### Article
===

Avec le recul du temps (Eh oui ! Déjà plus de 32 ans !), on s’aperçoit pourtant que tous les ingrédients d’une réussite inélluctable était inscrit dans l’Oeuvre.
Tout d’abord, le Papa d’Astérix est tout simplement René GOSCINNY, qui fut aussi le Père Fondateur de la BD moderne Française en créant PILOTE, creuset inépuisable de talents apparus dans les années soixantes. De fait, Astérix est né le même jour que Pilote, et en est devenu très rapidement la mascotte. Goscinny, c’est avant tout un professionnel sans faille, curieux et cultivé, doté d’une imagination débordante, et servie par un humour polymorphe (des calembours aux mots d’auteurs en passant par les absurdités et les anachronismes), le tout lui permettant de jeter sur les hommes de ce temps, un regard ironique et tendre à la fois. Une telle ascendance ne pouvait que favoriser les réussites de ce rejeton.
C’est ensuite Albert UDERZO qui anime cet univers. D’un style très pur et original, fait de rondeurs et de mouvements, les dessins d’Uderzo servent à la perfection les scénarios de son compère. Les décors aux couleurs vives sont élaborés et accrocheurs, les personnages typés et évocateurs. A noter particulièrement le don de caricature d’Uderzo, qui n’hésite pas à donner régulièrement à certains de ses personnages (tout le temps des méchants) des têtes de personnalités du monde du spectacle. Loin de se cantonner à la mise en image, Uderzo a fortement marqué la nature même de la série, qu’il anime d’ailleurs seul maintenant depuis la mort de René Goscinny. On lui doit notemment le personnage du petit chien idéfix, qu’il s’est amusé à accrocher aux pas de nos héros tout au long du Tour de Gaule d’Astérix, alors que le scénario ne le prévoyait pas (d’où son nom).

===

### Liste des items
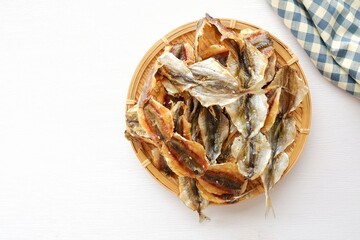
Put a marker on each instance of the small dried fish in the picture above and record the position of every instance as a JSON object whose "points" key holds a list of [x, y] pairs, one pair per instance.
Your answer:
{"points": [[252, 155], [214, 128], [293, 89], [176, 71], [220, 199], [190, 196], [156, 120], [226, 155], [261, 40], [133, 128], [280, 136], [159, 162], [270, 68], [184, 157], [216, 51], [252, 67], [248, 113], [273, 102], [223, 179], [272, 175], [216, 86], [217, 115], [192, 113], [184, 52]]}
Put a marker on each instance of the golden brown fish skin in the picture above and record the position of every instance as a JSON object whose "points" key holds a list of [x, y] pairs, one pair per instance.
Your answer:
{"points": [[214, 51], [280, 136], [176, 71], [252, 67], [214, 128], [272, 175], [189, 194], [226, 155], [156, 120], [293, 89], [248, 113], [160, 163], [149, 85], [218, 35], [134, 132], [158, 92], [261, 40], [270, 68], [223, 179], [252, 155], [192, 113], [184, 157], [184, 52], [181, 125], [209, 32], [215, 84], [219, 199], [273, 101]]}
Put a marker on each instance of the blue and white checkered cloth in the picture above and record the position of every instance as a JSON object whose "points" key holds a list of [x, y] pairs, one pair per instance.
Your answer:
{"points": [[329, 31]]}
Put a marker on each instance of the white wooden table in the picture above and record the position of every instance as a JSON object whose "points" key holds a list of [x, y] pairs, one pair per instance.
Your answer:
{"points": [[66, 170]]}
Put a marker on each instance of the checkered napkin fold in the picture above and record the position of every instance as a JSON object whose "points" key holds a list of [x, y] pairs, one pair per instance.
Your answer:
{"points": [[329, 31]]}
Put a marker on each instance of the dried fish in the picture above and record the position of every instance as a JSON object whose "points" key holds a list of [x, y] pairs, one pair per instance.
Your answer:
{"points": [[176, 71], [270, 68], [220, 199], [252, 155], [192, 113], [217, 115], [280, 136], [252, 67], [261, 40], [272, 175], [216, 86], [156, 120], [190, 196], [248, 113], [226, 155], [223, 178], [160, 163], [184, 157], [214, 128], [133, 128], [293, 89], [184, 52], [181, 125], [273, 102]]}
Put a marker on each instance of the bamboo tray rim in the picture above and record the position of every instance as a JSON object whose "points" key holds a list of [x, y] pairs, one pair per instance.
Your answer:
{"points": [[159, 45]]}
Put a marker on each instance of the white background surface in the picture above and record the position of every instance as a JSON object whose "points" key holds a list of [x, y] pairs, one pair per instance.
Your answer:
{"points": [[66, 170]]}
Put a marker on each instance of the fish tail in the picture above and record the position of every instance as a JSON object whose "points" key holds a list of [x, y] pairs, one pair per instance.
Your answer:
{"points": [[269, 205], [202, 217]]}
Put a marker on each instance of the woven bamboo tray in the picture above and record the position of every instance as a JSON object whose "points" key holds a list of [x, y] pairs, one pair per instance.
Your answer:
{"points": [[186, 33]]}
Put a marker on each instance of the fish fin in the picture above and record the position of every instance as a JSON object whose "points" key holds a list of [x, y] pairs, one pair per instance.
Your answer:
{"points": [[269, 205], [202, 217]]}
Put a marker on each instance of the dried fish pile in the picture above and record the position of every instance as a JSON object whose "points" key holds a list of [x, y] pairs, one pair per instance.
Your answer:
{"points": [[218, 114]]}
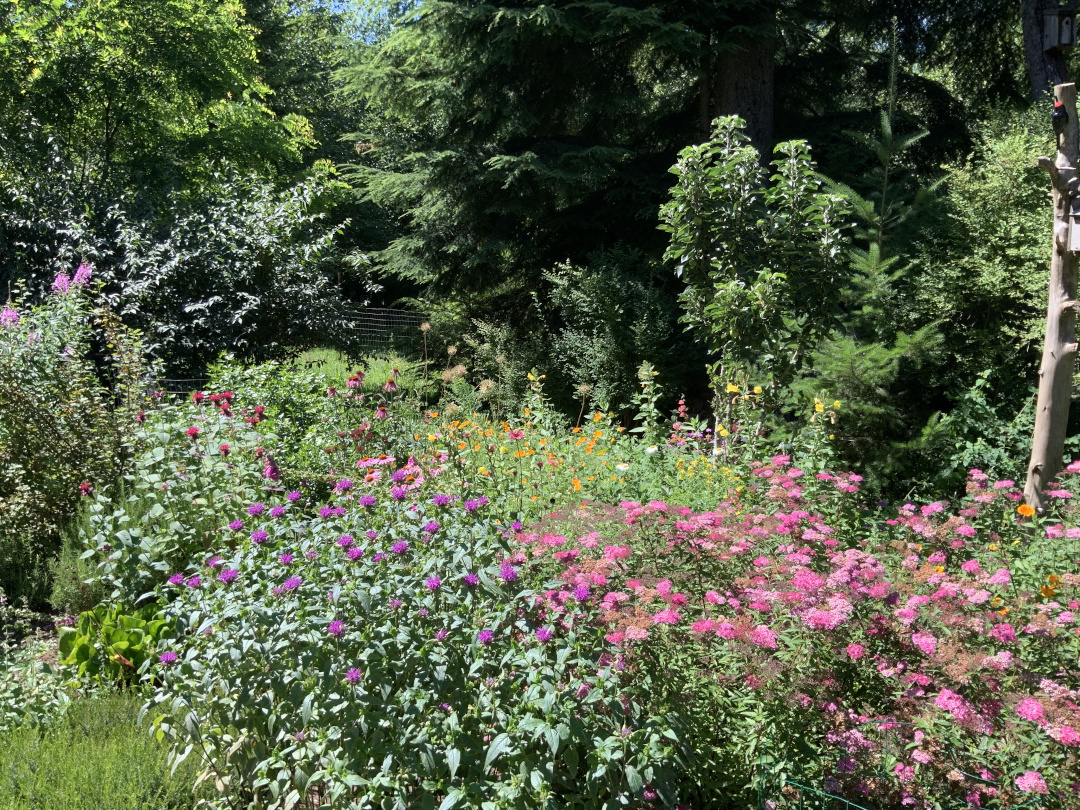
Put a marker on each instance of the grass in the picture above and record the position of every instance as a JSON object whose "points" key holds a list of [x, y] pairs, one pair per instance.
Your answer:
{"points": [[94, 757]]}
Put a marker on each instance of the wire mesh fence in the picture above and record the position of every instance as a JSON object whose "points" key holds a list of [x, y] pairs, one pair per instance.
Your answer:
{"points": [[383, 331]]}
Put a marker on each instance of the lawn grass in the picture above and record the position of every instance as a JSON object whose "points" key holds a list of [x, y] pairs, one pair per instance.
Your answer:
{"points": [[94, 757]]}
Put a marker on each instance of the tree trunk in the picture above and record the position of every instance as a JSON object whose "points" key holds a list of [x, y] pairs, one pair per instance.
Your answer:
{"points": [[1060, 351], [1043, 69], [745, 79]]}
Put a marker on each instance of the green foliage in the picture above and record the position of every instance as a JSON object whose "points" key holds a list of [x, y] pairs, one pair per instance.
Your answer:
{"points": [[71, 382], [763, 262], [112, 645], [98, 756]]}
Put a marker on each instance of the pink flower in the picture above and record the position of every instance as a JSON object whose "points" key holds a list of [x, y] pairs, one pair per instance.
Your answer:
{"points": [[1031, 781], [1029, 709], [925, 642], [763, 636], [666, 617]]}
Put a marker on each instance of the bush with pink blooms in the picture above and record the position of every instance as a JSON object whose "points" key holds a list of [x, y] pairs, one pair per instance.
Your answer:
{"points": [[516, 615]]}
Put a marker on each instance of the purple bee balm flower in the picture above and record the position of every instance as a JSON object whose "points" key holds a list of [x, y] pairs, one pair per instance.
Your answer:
{"points": [[62, 283]]}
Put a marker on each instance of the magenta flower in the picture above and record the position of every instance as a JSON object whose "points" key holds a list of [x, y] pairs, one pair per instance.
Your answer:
{"points": [[82, 274], [1029, 709], [1031, 782]]}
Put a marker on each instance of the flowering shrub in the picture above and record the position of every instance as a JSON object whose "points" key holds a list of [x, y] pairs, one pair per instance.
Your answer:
{"points": [[457, 613]]}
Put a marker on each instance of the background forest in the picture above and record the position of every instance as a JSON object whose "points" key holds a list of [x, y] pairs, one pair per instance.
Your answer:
{"points": [[243, 175]]}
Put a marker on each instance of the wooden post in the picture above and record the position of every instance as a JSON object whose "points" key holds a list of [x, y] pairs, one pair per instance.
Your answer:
{"points": [[1060, 351]]}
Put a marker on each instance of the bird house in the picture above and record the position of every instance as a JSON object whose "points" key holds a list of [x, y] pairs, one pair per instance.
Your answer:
{"points": [[1058, 29]]}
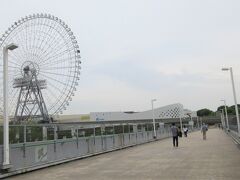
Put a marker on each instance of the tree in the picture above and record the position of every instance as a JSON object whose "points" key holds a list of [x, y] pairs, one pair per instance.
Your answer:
{"points": [[205, 112], [230, 109]]}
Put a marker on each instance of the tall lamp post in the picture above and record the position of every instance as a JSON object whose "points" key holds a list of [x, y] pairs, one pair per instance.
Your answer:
{"points": [[153, 115], [222, 118], [225, 107], [6, 161], [234, 96]]}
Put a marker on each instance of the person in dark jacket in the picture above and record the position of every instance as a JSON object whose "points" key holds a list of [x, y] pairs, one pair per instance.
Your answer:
{"points": [[174, 134]]}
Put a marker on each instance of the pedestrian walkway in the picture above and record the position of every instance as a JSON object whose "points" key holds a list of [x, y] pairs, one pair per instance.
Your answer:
{"points": [[216, 158]]}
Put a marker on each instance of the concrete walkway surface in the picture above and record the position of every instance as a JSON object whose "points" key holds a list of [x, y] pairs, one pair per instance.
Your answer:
{"points": [[216, 158]]}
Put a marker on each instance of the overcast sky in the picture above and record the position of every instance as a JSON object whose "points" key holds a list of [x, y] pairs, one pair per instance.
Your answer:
{"points": [[136, 50]]}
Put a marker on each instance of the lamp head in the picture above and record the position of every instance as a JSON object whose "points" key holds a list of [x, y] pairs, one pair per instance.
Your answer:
{"points": [[225, 69], [12, 46]]}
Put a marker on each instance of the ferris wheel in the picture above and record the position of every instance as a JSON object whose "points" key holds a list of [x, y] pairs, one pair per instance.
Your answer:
{"points": [[48, 49]]}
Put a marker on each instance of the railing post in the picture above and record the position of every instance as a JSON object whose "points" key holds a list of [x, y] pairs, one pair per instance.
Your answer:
{"points": [[113, 136], [55, 138], [94, 138], [24, 140], [123, 144], [77, 138]]}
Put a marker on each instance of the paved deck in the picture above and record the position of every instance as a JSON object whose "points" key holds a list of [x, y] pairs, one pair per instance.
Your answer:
{"points": [[216, 158]]}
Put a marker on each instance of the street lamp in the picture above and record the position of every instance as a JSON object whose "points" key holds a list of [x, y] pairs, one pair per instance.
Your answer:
{"points": [[6, 162], [234, 96], [154, 128], [222, 118], [226, 113]]}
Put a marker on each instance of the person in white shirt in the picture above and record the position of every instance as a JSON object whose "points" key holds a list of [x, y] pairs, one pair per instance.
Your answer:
{"points": [[185, 130]]}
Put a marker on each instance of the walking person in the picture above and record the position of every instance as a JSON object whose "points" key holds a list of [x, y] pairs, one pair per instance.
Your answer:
{"points": [[204, 131], [174, 135], [185, 130]]}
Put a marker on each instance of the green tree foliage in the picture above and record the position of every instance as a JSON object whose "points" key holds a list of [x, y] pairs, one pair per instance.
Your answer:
{"points": [[230, 109], [205, 112]]}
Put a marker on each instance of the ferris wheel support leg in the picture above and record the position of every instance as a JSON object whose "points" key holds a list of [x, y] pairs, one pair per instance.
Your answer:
{"points": [[6, 160]]}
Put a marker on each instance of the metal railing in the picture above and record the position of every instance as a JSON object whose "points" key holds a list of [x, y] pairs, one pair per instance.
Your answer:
{"points": [[37, 146]]}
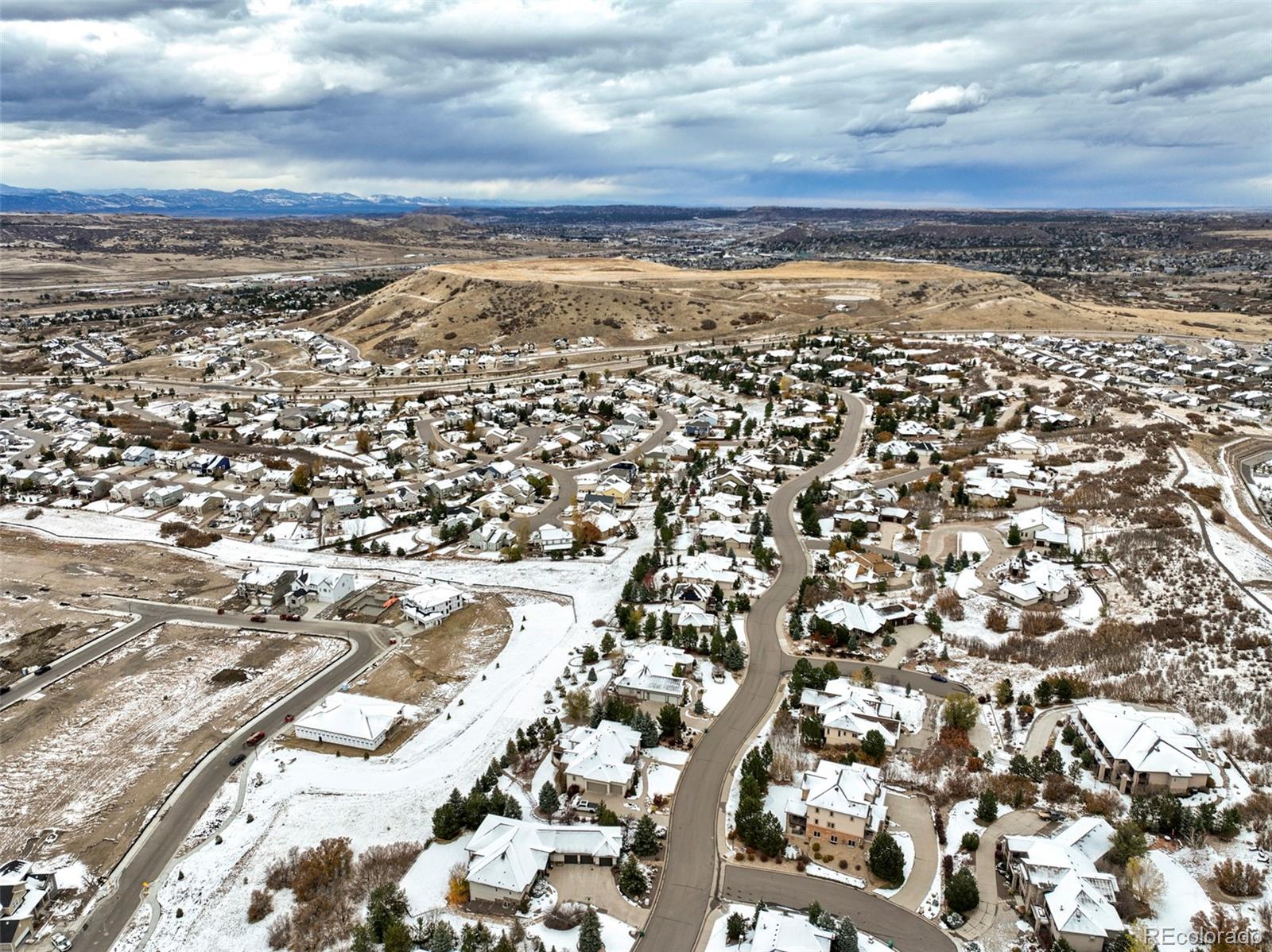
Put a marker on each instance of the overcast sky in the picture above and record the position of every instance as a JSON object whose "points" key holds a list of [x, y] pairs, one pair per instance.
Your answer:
{"points": [[919, 104]]}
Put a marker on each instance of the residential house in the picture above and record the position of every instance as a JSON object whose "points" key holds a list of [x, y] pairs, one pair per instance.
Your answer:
{"points": [[654, 672], [506, 857], [1145, 752], [839, 805], [350, 721], [432, 602], [1062, 892], [598, 759]]}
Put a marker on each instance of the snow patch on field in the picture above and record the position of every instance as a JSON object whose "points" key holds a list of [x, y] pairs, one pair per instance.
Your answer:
{"points": [[392, 797]]}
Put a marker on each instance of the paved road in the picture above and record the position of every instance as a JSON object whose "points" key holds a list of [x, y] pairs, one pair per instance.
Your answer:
{"points": [[688, 886], [165, 833], [869, 913], [86, 655]]}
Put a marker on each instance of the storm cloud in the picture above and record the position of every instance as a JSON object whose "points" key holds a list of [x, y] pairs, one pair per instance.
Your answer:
{"points": [[991, 104]]}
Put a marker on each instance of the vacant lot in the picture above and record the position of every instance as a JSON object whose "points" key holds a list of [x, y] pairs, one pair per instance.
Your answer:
{"points": [[429, 668], [88, 761], [36, 628]]}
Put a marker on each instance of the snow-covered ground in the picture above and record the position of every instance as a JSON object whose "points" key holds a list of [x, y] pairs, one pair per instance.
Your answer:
{"points": [[392, 799], [1181, 899], [907, 849]]}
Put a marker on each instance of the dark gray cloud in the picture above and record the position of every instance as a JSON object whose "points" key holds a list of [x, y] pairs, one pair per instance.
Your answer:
{"points": [[958, 103]]}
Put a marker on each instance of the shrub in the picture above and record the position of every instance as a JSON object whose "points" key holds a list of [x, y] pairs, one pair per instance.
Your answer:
{"points": [[280, 933], [260, 907], [996, 619], [987, 809], [1238, 879], [949, 604], [962, 894]]}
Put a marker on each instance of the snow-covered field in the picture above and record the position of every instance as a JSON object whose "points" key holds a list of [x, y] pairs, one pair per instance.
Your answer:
{"points": [[297, 796]]}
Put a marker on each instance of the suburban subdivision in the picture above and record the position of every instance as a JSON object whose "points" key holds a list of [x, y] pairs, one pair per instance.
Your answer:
{"points": [[797, 627]]}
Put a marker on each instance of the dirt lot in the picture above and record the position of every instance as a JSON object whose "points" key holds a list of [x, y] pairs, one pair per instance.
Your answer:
{"points": [[430, 666], [88, 761], [36, 629]]}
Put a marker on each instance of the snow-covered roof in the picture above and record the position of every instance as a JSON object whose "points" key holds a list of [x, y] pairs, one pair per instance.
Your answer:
{"points": [[353, 716], [1150, 741], [509, 854]]}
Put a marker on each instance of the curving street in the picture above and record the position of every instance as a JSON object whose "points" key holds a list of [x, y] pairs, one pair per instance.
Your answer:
{"points": [[169, 829], [695, 879]]}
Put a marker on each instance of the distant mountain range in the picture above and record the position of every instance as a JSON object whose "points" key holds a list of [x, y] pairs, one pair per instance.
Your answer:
{"points": [[205, 203]]}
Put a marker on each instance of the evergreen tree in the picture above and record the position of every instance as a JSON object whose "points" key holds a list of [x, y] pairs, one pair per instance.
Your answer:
{"points": [[398, 937], [443, 938], [550, 801], [589, 932], [631, 879], [987, 807], [386, 907], [887, 860], [845, 937], [960, 892], [646, 839], [735, 928]]}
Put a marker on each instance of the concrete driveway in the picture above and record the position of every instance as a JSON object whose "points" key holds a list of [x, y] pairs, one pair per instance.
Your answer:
{"points": [[913, 815], [995, 901], [1043, 727], [595, 885]]}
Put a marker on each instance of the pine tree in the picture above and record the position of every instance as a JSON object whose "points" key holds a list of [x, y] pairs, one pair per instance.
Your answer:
{"points": [[443, 938], [887, 860], [550, 801], [962, 894], [631, 879], [845, 937], [589, 932], [646, 839]]}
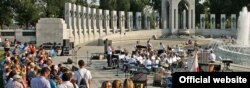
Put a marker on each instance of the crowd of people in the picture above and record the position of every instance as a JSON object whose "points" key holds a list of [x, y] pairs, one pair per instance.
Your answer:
{"points": [[24, 66]]}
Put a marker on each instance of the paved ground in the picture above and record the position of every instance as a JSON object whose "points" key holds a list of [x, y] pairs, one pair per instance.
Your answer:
{"points": [[100, 75]]}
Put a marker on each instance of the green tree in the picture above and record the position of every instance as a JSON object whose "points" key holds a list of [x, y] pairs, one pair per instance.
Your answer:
{"points": [[6, 13], [27, 12]]}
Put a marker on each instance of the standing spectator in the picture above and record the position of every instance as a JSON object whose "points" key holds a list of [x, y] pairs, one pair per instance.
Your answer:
{"points": [[82, 74], [117, 84], [41, 82], [109, 55], [66, 77], [7, 45]]}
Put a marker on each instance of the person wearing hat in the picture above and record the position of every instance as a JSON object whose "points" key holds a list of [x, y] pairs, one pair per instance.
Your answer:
{"points": [[16, 83]]}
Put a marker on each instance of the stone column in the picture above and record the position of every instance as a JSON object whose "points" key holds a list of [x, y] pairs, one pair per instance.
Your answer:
{"points": [[84, 24], [106, 22], [202, 21], [79, 23], [129, 21], [184, 19], [68, 20], [122, 22], [100, 21], [147, 21], [74, 23], [157, 20], [89, 18], [223, 21], [113, 21], [93, 23], [138, 20], [212, 21], [233, 22]]}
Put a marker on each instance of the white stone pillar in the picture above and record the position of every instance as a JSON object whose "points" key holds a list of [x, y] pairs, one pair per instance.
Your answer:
{"points": [[147, 21], [233, 22], [114, 21], [100, 21], [202, 21], [223, 21], [79, 23], [212, 21], [157, 20], [68, 20], [93, 23], [84, 23], [122, 22], [184, 19], [106, 22], [74, 23], [89, 18], [129, 21], [138, 20]]}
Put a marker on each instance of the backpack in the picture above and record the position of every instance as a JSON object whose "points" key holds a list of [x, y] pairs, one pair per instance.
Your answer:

===

### Consigne A
Répondez à ces questions sur l'article consacré à Astérix :
(i) Quel journal René Goscinny a-t-il créé ?
(ii) À quels personnages Uderzo donne-t-il des têtes de personnalités du monde du spectacle ?
(iii) Quel personnage Uderzo a-t-il ajouté aux pas des héros alors que le scénario ne le prévoyait pas ?
### Consigne B
Rédigez la suite de l'article sur Astérix, s'il vous plaît, à partir de sa dernière phrase.
Les items ne servent à rien ici.

### Résultat A
(i) PILOTE.
(ii) Aux méchants.
(iii) Le petit chien Idéfix.

### Résultat B
Les personnages principaux, maintenant. Astérix et Obélix : un petit et un gros. L’un a le physique d’un enfant et raisonne en adulte, l’autre a le corps (hypertrophié) d’un adulte et se comporte comme un enfant. Le premier est mailngre et se sert de son intelligence, le second est fort et se sert de ses muscles. Quoi de plus classique narrativement que ce couple de héros si différents et si complémentaires ? Quoi de plus simple à articuler ! De ces contraires va naître la vie de la série.
Le Cadre de leur aventures, ensuite, est aussi dual. D’un côté un petit village peuplé d’une centaine de Gaulois aussi prompts à se chamailler qu’à se reconcilier. De l’autre, le Monde Romain (et au delà, puisque Astérix, bien avant Christophe Collomb découvrira l’Amérique dans la Grande Traversée). C’est de l’opposition et du choc de ces deux mondes que naitront le plus souvent les aventures de nos amis, même si parfois, le village en lui-même constituera un très classique et suffisant huis-clôs (le Devin, la Zizanie).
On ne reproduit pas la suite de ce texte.